TRECHO:

Disfarçamos a nossa luta acumulando números numa conta bancária para refletir em particular o nosso senso de valor heróico. Ou tendo apenas uma casa um pouco melhor no bairro, um carro maior, filhos mais inteligentes. Enquanto isso, pulsa a ânsia pela excepcionalidade cósmica, disfarçada em empreendimentos de menor amplitude. E quando alguém admite que leva o seu heroísmo a sério, provoca calafrio na maioria de nós.

O congressista norte-americano Mendel Rivers, por exemplo, que deu à máquina militar doações orçamentárias astronômicas, disse ser o homem mais poderoso desde Júlio Cesar. Podemos nos horrorizar com a estupidez do heroísmo dos seres terrestres, tanto de César como de seus imitadores, mas a culpa não é deles. Ela está na maneira como  a sociedade arma os seus lugares. A ânsia pela heroísmo natural, e admiti-la é um gesto de honestidade. Se todo mundo a admitisse, é provável que isso liberaria uma força tão represada que seria devastadora para as sociedades atuais.

LINHAS DE DADOS:
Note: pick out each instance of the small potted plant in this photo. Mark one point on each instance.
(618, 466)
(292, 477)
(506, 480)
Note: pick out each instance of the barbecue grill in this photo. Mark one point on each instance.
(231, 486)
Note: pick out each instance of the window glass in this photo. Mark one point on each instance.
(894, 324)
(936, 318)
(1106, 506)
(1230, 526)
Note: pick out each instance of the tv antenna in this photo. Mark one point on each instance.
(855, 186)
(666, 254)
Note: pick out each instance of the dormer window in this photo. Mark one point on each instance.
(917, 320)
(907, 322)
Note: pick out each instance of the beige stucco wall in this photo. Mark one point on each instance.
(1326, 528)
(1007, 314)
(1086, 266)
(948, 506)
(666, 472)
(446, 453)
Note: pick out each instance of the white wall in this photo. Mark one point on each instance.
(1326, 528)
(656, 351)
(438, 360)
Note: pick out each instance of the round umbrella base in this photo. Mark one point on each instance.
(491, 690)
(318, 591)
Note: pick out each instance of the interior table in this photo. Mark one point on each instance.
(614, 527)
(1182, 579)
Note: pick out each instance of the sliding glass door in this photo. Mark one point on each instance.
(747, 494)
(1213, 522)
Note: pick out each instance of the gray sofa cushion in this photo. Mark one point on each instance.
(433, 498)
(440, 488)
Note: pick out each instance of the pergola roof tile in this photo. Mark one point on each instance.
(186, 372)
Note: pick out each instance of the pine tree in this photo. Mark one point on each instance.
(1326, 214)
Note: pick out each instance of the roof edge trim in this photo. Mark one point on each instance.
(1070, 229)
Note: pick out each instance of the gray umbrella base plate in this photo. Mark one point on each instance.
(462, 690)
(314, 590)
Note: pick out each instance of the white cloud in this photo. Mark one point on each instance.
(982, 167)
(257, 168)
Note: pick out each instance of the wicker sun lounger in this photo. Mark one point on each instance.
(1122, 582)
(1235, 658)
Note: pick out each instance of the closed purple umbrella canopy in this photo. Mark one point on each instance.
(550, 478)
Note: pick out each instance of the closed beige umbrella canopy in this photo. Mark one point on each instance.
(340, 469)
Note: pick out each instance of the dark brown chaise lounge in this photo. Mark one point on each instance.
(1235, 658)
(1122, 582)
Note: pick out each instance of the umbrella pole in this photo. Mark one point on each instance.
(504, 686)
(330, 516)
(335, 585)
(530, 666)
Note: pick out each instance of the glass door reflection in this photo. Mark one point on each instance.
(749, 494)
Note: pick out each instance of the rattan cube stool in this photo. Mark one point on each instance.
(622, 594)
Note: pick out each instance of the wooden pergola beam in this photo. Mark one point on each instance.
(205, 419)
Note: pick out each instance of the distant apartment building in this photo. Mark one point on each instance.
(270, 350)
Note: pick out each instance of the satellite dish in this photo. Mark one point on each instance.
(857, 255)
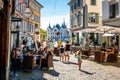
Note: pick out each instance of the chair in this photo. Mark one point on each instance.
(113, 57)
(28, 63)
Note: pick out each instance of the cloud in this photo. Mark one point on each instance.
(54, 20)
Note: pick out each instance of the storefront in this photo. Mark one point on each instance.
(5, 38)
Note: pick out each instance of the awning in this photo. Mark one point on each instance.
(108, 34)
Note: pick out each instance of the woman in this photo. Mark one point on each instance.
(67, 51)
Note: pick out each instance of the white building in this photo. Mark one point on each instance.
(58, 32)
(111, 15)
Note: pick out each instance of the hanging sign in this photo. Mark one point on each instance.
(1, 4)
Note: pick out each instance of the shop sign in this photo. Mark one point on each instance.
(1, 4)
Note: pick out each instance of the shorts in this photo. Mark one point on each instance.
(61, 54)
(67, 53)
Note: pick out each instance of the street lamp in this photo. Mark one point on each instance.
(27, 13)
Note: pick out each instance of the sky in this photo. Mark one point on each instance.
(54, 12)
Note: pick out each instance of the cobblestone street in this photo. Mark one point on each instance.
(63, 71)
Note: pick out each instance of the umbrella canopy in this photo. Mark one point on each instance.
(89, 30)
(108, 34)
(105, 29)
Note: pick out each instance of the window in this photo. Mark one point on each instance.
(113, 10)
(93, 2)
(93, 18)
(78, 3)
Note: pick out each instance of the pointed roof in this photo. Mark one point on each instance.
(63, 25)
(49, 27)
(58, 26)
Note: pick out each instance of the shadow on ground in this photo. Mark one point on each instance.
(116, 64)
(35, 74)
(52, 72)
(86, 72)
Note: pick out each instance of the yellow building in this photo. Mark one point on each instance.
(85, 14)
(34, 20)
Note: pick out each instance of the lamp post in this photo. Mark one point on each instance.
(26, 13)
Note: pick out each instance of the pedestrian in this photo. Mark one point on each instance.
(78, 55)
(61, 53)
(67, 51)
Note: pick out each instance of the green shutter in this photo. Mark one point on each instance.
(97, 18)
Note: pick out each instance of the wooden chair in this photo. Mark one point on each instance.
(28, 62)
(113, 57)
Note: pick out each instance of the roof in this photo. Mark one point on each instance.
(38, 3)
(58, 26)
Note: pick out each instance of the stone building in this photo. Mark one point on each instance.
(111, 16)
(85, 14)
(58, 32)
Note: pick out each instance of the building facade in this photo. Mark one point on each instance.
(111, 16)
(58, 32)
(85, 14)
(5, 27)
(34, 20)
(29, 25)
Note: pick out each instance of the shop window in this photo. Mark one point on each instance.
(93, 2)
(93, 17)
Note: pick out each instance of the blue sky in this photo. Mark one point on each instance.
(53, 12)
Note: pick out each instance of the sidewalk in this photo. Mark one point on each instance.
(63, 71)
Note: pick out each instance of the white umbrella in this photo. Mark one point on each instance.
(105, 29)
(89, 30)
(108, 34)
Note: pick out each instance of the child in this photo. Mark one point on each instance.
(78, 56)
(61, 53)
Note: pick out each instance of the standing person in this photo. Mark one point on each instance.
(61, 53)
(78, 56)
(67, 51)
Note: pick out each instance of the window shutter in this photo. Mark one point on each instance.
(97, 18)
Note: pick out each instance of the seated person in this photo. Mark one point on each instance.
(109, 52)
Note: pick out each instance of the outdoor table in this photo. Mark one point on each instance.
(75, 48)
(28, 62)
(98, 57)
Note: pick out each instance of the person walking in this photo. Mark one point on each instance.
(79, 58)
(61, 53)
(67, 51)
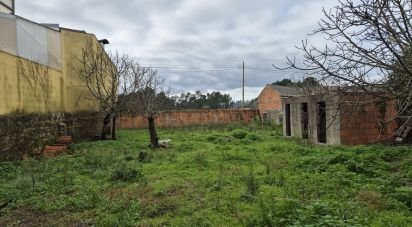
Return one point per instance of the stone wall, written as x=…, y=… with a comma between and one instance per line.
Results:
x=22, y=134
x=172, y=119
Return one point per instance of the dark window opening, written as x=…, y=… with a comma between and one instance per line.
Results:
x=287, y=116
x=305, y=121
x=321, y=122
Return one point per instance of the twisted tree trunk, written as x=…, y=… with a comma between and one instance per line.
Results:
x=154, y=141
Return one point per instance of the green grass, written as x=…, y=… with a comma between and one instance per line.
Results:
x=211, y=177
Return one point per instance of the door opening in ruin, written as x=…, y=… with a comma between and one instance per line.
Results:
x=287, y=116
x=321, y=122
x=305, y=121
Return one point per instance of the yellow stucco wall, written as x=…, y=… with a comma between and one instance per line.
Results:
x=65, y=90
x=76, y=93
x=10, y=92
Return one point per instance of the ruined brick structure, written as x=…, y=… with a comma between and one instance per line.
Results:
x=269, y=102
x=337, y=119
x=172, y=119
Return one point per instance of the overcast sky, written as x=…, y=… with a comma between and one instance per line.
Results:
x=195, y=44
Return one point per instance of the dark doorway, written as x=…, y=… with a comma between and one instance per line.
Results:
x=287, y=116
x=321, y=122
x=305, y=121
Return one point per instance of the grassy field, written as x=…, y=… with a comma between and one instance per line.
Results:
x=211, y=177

INSTRUÇÕES:
(A) No trecho sobre o heroísmo, quem disse ser o homem mais poderoso desde Júlio César?
(B) Copie do trecho sobre o heroísmo tudo o que vai de "O congressista norte-americano" até "as sociedades atuais.".
Essas linhas vêm de uma fonte diferente da do trecho.

RESPOSTAS:
(A) O congressista norte-americano Mendel Rivers.

(B)
O congressista norte-americano Mendel Rivers, por exemplo, que deu à máquina militar doações orçamentárias astronômicas, disse ser o homem mais poderoso desde Júlio Cesar. Podemos nos horrorizar com a estupidez do heroísmo dos seres terrestres, tanto de César como de seus imitadores, mas a culpa não é deles. Ela está na maneira como  a sociedade arma os seus lugares. A ânsia pela heroísmo natural, e admiti-la é um gesto de honestidade. Se todo mundo a admitisse, é provável que isso liberaria uma força tão represada que seria devastadora para as sociedades atuais.